Region labeling items:
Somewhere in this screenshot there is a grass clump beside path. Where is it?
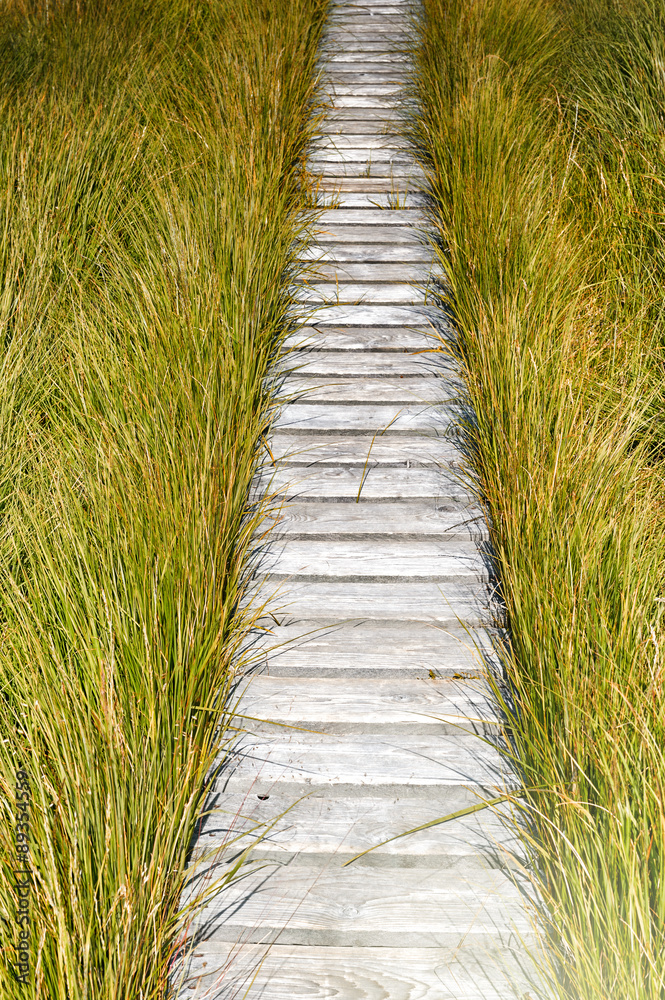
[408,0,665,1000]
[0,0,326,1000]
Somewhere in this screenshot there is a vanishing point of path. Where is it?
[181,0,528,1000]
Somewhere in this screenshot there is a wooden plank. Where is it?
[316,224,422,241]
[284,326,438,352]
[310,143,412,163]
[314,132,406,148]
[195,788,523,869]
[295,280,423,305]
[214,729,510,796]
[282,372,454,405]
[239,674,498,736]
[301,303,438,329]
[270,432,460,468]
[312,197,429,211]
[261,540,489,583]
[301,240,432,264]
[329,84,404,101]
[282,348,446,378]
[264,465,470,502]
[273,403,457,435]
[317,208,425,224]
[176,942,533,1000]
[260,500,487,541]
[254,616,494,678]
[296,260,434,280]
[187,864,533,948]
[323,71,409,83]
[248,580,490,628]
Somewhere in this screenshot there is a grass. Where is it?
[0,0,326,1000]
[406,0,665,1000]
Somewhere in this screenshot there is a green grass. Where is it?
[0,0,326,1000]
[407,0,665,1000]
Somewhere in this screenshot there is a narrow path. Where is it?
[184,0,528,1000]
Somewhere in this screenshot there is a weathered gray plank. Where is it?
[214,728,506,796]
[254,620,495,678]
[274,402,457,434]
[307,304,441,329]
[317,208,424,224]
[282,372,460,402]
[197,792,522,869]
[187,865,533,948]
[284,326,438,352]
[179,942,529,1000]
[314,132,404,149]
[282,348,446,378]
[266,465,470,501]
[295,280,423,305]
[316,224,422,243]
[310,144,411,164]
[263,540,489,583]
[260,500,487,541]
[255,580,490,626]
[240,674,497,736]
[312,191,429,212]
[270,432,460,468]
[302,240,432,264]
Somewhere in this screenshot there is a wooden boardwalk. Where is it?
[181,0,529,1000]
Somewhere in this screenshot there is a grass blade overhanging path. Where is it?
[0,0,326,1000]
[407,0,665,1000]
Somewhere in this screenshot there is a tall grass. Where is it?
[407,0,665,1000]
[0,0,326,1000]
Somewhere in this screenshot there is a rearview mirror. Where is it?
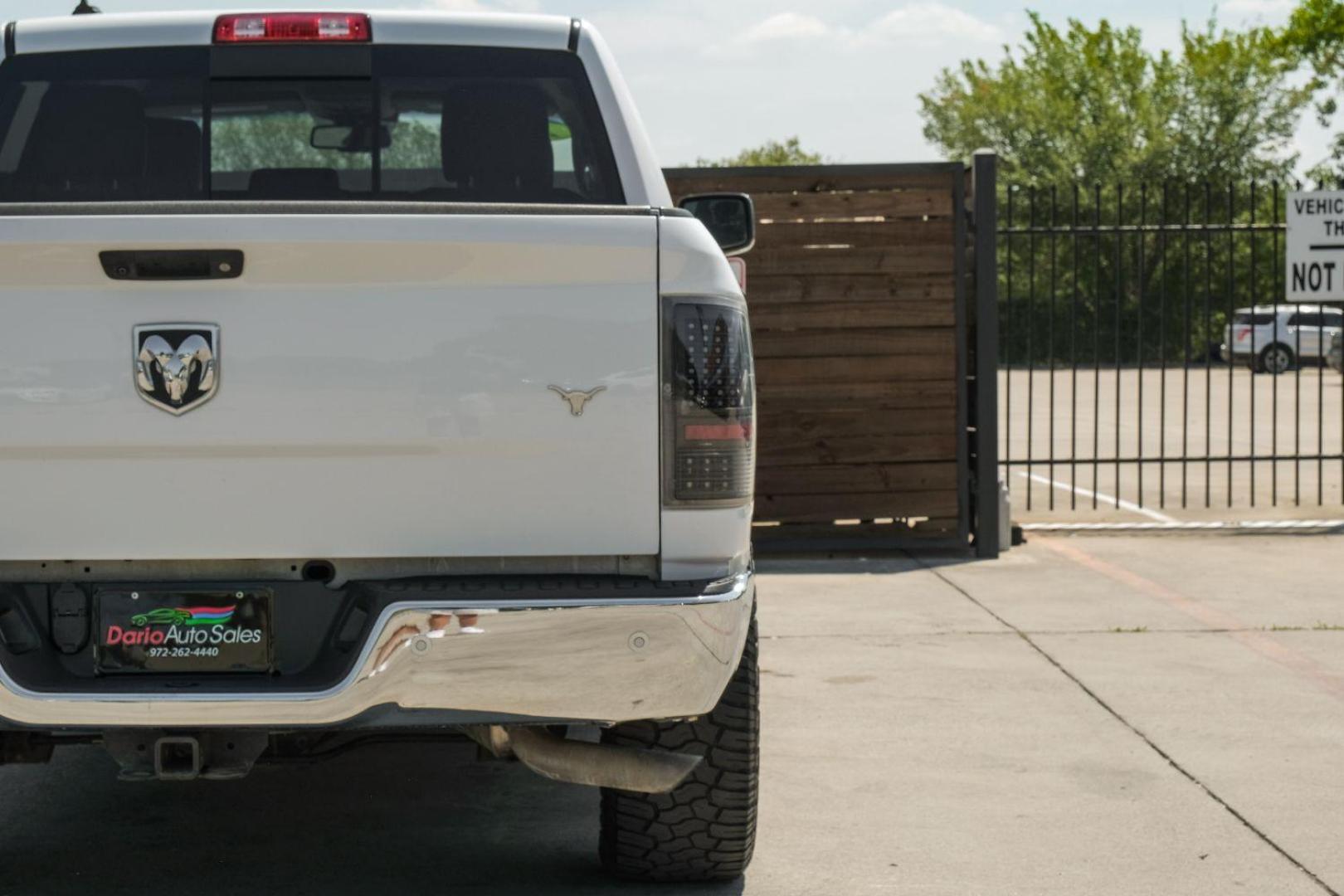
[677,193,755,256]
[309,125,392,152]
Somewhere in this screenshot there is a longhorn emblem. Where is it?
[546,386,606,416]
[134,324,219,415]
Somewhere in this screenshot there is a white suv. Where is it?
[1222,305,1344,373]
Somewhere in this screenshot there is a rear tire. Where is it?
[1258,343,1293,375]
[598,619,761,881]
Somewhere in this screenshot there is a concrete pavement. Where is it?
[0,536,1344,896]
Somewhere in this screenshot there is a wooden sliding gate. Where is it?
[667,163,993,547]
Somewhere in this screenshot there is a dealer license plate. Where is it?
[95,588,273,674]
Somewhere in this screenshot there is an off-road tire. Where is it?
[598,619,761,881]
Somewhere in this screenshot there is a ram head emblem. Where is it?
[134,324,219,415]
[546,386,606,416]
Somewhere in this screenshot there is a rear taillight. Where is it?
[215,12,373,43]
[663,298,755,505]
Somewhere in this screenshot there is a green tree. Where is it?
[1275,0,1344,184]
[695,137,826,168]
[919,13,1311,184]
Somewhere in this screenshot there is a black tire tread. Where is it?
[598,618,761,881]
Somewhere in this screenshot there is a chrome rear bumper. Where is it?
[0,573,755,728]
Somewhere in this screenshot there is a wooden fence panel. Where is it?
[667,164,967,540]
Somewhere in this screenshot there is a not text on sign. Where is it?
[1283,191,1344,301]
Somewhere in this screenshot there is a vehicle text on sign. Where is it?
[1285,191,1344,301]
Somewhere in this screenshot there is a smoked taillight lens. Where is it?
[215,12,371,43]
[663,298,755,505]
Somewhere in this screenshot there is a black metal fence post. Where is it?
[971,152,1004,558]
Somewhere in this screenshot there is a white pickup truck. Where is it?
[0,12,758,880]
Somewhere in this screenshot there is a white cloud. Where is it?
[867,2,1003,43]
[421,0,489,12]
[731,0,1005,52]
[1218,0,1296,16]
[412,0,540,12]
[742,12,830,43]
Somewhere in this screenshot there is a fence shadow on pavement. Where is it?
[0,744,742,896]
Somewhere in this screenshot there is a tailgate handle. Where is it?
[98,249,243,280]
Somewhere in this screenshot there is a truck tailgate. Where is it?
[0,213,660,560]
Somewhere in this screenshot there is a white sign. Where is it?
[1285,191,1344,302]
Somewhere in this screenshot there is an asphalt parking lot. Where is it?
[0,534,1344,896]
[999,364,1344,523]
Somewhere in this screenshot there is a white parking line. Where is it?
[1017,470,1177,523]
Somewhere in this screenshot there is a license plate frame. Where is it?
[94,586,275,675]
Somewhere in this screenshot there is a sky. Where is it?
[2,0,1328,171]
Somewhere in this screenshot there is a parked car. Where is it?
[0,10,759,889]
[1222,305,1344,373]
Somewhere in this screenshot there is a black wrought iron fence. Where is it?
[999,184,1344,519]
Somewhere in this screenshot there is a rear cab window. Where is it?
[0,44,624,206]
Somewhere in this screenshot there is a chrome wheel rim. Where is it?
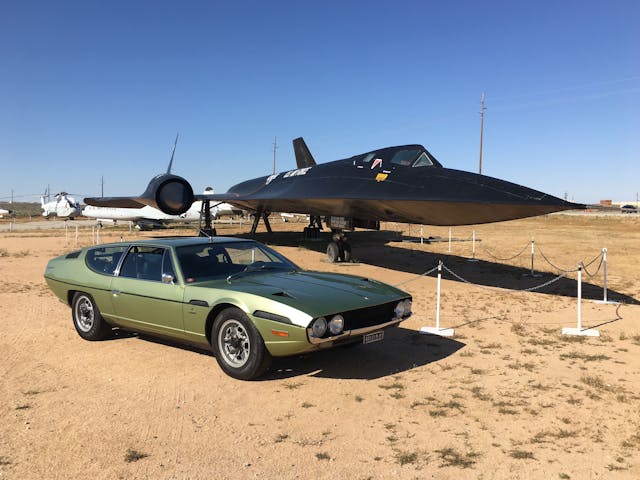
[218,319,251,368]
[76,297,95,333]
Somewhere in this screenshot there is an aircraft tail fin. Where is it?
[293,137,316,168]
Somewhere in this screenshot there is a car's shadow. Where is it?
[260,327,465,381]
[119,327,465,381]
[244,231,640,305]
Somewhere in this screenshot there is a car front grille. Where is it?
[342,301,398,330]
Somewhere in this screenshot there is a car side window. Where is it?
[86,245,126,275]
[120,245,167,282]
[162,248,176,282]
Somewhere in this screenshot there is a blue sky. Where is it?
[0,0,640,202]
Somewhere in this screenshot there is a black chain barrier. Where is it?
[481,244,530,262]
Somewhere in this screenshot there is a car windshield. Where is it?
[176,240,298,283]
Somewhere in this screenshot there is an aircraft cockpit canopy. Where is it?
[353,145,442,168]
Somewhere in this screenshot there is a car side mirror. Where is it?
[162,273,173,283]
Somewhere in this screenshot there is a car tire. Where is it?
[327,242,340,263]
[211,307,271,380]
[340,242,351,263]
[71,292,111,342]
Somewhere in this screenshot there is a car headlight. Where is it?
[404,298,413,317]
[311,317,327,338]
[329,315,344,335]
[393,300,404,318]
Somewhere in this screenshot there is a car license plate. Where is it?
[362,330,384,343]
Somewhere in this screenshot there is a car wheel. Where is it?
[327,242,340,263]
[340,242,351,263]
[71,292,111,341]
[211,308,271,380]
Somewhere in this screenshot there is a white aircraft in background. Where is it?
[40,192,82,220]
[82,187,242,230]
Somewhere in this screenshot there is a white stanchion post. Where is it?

--

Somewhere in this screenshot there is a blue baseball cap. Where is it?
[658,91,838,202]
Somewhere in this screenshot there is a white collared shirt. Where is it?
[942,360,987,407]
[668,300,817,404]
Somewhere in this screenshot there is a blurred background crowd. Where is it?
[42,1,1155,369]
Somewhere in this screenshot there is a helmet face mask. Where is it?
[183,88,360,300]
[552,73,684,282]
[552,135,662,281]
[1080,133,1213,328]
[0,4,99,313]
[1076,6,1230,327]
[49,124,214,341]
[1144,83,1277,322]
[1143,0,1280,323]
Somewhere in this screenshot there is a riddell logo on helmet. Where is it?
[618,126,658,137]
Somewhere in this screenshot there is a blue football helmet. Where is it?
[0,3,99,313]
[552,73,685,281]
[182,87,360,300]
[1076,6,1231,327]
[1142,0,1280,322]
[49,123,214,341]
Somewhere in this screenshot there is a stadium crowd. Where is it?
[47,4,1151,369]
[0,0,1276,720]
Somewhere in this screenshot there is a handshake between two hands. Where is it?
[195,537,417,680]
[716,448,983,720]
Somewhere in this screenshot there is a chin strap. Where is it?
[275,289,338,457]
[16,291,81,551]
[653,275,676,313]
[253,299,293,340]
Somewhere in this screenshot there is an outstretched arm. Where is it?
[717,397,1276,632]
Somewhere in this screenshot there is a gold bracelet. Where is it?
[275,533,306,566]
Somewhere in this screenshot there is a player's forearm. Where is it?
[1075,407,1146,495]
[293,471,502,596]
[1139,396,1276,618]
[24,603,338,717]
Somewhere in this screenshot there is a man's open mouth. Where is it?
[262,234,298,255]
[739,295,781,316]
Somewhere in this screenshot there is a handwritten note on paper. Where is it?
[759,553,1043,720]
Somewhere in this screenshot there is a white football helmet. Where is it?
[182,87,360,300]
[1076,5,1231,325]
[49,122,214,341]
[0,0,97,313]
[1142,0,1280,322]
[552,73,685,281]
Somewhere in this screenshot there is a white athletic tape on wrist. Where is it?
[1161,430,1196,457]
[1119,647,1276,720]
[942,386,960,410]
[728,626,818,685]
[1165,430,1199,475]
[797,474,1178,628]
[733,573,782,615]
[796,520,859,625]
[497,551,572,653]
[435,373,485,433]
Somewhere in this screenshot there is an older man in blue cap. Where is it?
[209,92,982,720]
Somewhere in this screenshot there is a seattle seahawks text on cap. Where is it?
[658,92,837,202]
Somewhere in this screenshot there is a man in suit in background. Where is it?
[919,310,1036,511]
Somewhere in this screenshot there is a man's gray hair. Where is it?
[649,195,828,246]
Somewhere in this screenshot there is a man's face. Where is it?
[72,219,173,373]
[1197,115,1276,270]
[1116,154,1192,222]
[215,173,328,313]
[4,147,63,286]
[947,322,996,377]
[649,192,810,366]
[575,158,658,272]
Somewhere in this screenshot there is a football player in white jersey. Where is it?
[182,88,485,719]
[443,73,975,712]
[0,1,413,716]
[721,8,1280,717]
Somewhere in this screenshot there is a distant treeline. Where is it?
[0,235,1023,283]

...

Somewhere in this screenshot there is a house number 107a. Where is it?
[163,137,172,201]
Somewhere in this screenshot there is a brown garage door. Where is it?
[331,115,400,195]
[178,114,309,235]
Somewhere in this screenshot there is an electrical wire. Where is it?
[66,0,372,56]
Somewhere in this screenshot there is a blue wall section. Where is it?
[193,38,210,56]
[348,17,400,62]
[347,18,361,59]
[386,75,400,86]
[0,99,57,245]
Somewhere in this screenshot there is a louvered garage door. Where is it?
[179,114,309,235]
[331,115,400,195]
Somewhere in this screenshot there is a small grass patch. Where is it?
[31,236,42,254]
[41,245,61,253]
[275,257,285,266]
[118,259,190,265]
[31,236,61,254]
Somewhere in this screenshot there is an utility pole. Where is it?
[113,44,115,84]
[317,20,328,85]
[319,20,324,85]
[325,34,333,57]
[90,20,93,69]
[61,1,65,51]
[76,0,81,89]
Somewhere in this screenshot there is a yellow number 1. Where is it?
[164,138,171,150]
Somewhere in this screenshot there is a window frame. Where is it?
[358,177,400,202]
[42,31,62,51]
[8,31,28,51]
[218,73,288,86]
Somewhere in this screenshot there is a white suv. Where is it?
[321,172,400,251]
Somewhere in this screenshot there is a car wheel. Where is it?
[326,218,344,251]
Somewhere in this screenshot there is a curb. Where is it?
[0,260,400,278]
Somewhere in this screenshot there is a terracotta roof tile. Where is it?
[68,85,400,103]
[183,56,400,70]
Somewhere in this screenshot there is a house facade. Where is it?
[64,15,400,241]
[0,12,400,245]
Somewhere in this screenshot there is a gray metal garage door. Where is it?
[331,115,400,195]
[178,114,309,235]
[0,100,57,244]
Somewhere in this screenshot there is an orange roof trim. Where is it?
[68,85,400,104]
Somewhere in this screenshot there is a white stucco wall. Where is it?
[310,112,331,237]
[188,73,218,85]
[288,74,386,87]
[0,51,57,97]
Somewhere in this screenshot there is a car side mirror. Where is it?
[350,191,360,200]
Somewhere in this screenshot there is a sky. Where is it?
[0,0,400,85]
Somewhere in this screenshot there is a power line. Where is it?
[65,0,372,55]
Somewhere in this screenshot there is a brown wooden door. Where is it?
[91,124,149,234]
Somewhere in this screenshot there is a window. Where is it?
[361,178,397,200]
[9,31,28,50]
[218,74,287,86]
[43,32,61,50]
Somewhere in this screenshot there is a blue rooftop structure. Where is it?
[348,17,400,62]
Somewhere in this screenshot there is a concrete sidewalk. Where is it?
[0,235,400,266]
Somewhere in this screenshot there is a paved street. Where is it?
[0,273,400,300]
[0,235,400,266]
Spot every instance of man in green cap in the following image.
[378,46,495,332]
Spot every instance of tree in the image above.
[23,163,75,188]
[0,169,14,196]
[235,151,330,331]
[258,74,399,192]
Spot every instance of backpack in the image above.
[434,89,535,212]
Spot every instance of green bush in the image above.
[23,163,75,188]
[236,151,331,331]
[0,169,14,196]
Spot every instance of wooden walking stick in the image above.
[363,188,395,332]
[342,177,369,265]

**What to work on:** Rewrite as a numbered list the lines from the one with "Somewhere in this screenshot there is a white sign." up to and including the one with "[353,145,442,168]", dropping any blank lines. Leave the pictures out of your answer.

**Exercise solution:**
1. Somewhere in this screenshot there is a white sign. Where is it?
2. [1285,191,1344,302]
3. Somewhere in this screenshot there is an asphalt parking lot. Where is it?
4. [0,534,1344,896]
5. [999,364,1344,523]
6. Somewhere in this screenshot there is a white parking line. Where is it?
7. [1017,470,1177,523]
8. Somewhere in this screenshot there is a license plate frame. Where is it?
9. [94,586,275,675]
10. Somewhere in this screenshot there is a sky. Where is it?
11. [2,0,1328,171]
12. Somewhere in this screenshot there is a parked car. Where is it?
13. [0,10,759,889]
14. [1222,305,1344,373]
15. Somewhere in this screenshot there is a black wrought iron fence. Where is it?
16. [999,184,1344,519]
17. Somewhere in this screenshot there is a rear cab window. Where is it?
18. [0,44,624,206]
19. Somewhere in this screenshot there is a chrome wheel rim. Where is it?
20. [218,319,251,368]
21. [76,297,95,333]
22. Somewhere in this screenshot there is an aircraft tail fin. Where is it?
23. [293,137,316,168]
24. Somewhere in this screenshot there is a car's shadow. Where is it?
25. [260,327,465,381]
26. [119,327,465,381]
27. [244,231,640,305]
28. Somewhere in this screenshot there is a car front grille. Where is it?
29. [342,301,398,330]
30. Somewhere in this screenshot there is a car side window. Where is it?
31. [86,245,126,275]
32. [120,245,167,282]
33. [162,248,176,282]
34. Somewhere in this screenshot there is a blue sky. Where is it?
35. [0,0,640,202]
36. Somewhere in this screenshot there is a black chain barrier. Where is it?
37. [481,244,530,262]
38. Somewhere in this screenshot there is a car windshield. Where is it?
39. [176,240,298,283]
40. Somewhere in this screenshot there is an aircraft cockpit canopy. Where is it?
41. [353,145,442,168]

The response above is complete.